_Source extract:_
## Start

I'd argue this mentality is exactly why so many startups fail, and fail hard. They over-optimize for being one of the "lucky few" and under-optimize for actual sustainability.




I agree with this, but not every startup's business model has the luxury of operating under that calculus. Particularly in markets with network effects or other winner-take-all dynamics. You're either first or you're dead. And at least one of your competitors will be investing big on VC-powered hyper growth. Slow and sustainable growth may increase short-term survival chances, but guarantees that you lose in the long-term.

If Instagram or AirBnb didn't plan for rapid scalability, and focused on short-term sustainability instead, they'd almost certainly be footnotes. It doesn't mean that a startup pursuing an expensive hyper-growth scalability strategy is a good investment. But a startup building a social network or B2C marketplace will never conquer the network effects without that ingredient.


> Slow and sustainable growth may increase short-term survival chances, but guarantees that you lose in the long-term.

I'm arguing the exact opposite: that slow and sustainable growth is exactly how you maximize long-term success.

## End

_Tasks to complete:_
A) Reproduce the passage of the startup growth discussion starting with "I agree with" and going on through "without that ingredient.".
B) Answer these questions from the startup growth discussion:
(i) According to the opening paragraph, what do startups under-optimize for?
(ii) Which two companies are named as ones that would almost certainly be footnotes had they focused on short-term sustainability?
(iii) What two kinds of startups are said never to conquer network effects without a hyper-growth scalability strategy?

[Excerpts from point annotation data]
## Start

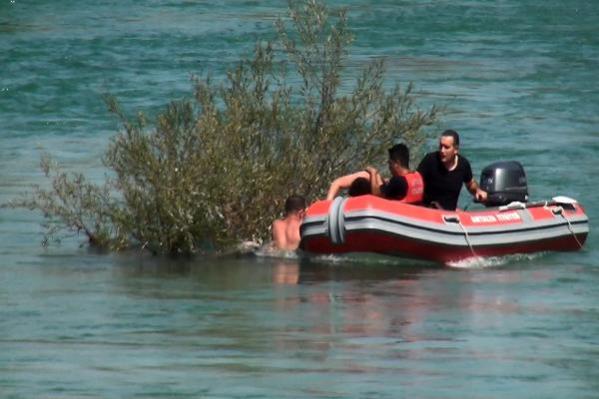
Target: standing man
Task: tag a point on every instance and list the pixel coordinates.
(404, 185)
(286, 231)
(444, 171)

## End

_Answers provided:_
A)
I agree with this, but not every startup's business model has the luxury of operating under that calculus. Particularly in markets with network effects or other winner-take-all dynamics. You're either first or you're dead. And at least one of your competitors will be investing big on VC-powered hyper growth. Slow and sustainable growth may increase short-term survival chances, but guarantees that you lose in the long-term.

If Instagram or AirBnb didn't plan for rapid scalability, and focused on short-term sustainability instead, they'd almost certainly be footnotes. It doesn't mean that a startup pursuing an expensive hyper-growth scalability strategy is a good investment. But a startup building a social network or B2C marketplace will never conquer the network effects without that ingredient.

B)
(i) Actual sustainability.
(ii) Instagram and AirBnb.
(iii) A startup building a social network or a B2C marketplace.